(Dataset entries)
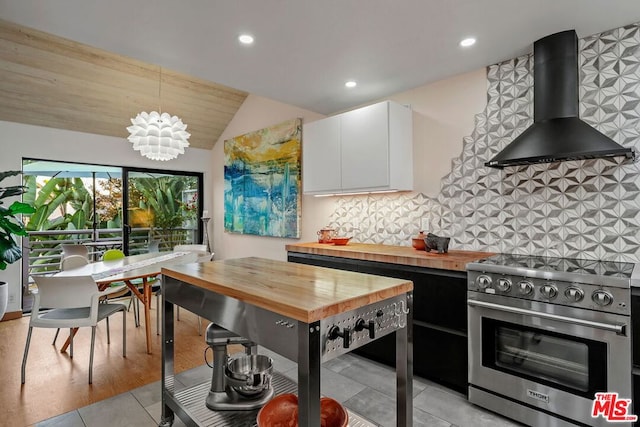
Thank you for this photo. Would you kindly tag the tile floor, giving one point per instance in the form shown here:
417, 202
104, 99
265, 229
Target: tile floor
365, 387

● Problem details: Pictures stay out; copy every entry above exactly.

● Response to the task:
Thank you for this photo. Would you kindly tag the tile floor, giving one point per instance in the form shown here:
417, 202
104, 99
265, 229
Target: tile floor
365, 387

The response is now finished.